::: Text passage :::

Among all organs measured, only the brain, usually weighing 2% of the body weight, showed a moderate change by fecal microbiota transfer. Old mice at 12 months receiving the gut microbiota from the young maintained their relative brain mass regardless of Abx pre-treatment, but those receiving the old-derived microbiota showed a slight decrease. Despite the change, avoidance-learning memory was not different among them, implying that the behavioral relevance of the reduced brain size in xOldO is trivial. Of note, there was a significant increase in brain size for vOldY as compared to vOldVO and vOldC; however, the physical activity of the very old mice was too low for the passive avoidance test as well as the grip strength test. Given the pre-documented association between the gut microbiota and brain function [35, 36], these results may serve as preliminary data for a further study on the physical and functional fitness of the aging brain. The two studies revealed the beneficial effects of the young microbiota, altering the immune profiles in the gut and brain. The results are in line with the “inflammaging”| theory; however, it is hard to distinguish the true anti-inflammatory activity of the young-derived microbiota from the absence of the old-derived immunogenic molecules. Transplantation of the fecal microbiota from old mice did not induce significant changes in body weight, organ mass, the level of biomarkers for tissue damage, pro-inflammatory cytokines, and the number of T cells in our analyses (data not shown), suggesting that ours are not mediated by the lack of the old-derived immunogenicity.

:::

**Work instruction 1:**
In the passage on fecal microbiota transfer in aging mice, what share of body weight does the brain usually account for?
**Work instruction 2:**
State whether each statement agrees with the passage on fecal microbiota transfer in aging mice, answering yes or no and quoting the deciding words. (a) Old mice that received young-derived microbiota kept their relative brain mass whether or not they had Abx pre-treatment. (b) Avoidance-learning memory differed among the groups. (c) Transplanting fecal microbiota from old mice caused significant changes in body weight.
**Work instruction 3:**
Write a continuation of the passage on fecal microbiota transfer in aging mice, beginning after its final sentence.

::: Data records :::

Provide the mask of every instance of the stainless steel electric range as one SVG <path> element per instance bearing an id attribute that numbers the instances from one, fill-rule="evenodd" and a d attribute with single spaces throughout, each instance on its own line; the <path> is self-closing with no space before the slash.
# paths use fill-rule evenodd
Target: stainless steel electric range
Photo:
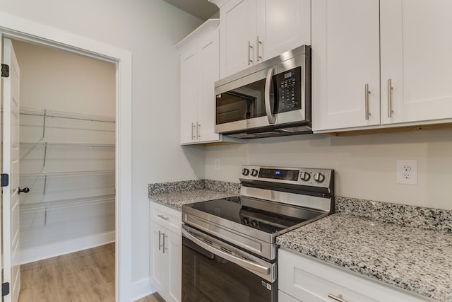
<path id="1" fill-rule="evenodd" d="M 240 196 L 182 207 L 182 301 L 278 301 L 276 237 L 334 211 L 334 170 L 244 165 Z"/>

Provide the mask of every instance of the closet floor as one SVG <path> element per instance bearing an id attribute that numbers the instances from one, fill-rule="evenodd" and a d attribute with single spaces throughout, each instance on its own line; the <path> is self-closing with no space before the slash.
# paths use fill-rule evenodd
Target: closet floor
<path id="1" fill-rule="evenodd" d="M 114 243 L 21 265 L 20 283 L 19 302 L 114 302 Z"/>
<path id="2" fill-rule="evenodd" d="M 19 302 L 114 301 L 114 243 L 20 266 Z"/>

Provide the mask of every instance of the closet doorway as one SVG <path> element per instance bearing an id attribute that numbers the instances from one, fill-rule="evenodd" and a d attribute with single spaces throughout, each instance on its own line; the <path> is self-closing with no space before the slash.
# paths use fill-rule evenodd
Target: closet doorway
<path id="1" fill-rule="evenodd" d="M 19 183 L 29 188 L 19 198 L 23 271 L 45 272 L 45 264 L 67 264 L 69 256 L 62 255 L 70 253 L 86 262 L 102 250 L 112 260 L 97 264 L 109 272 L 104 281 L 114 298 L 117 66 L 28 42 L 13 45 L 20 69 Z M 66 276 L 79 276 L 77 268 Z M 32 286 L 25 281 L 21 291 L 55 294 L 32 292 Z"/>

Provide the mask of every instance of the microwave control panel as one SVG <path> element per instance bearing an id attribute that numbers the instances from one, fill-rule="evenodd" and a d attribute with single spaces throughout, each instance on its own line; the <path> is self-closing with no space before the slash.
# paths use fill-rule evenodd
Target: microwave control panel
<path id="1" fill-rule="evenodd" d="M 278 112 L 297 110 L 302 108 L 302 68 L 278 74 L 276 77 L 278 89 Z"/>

:::

**Response area 1:**
About 2% of the body weight.

**Response area 2:**
(a) Yes: "Old mice at 12 months receiving the gut microbiota from the young maintained their relative brain mass regardless of Abx pre-treatment"
(b) No: "avoidance-learning memory was not different among them"
(c) No: "Transplantation of the fecal microbiota from old mice did not induce significant changes in body weight"

**Response area 3:**
We identified that a group of microorganisms consisting of Muribaculaceae, Prevotellaceae, and Bacteroidaceae (all Bacteroidetes) represents the young-derived microbiota that are discriminative in old mice at 12 months after fecal transfer and strongly correlates with enhanced gene expression of the recipients’ muscle and skin. This is in line with our big data analysis of the human gut microbiota with conserved enrichment of Bacteroidaceae in the young population (unpublished data) and a previous report on high frailty of old people having reduced Bacteroides and Prevotella [13]. Moreover, these three families co-occurring in a Bacteroidetes-rich cluster based on hierarchical clustering are significantly associated with higher grip strength and improved skin water retention. Microbial taxa more abundant in aged mice and likely to contribute to aging phenotypes were also defined. Some species of Lachnospiraceae and Ruminococcaceae in the phylum Firmicutes were consistently over-represented in old mice that received the old-derived microbiota, and correlated with upregulated genes in the muscle and skin. In addition, a few members of Ruminococcaceae are negatively associated with grip strength, skin water retention, and brain size. Our results provide a list of causative bacteria that may induce host gene expression and subsequent phenotypic changes with regards to revitalizing the aged.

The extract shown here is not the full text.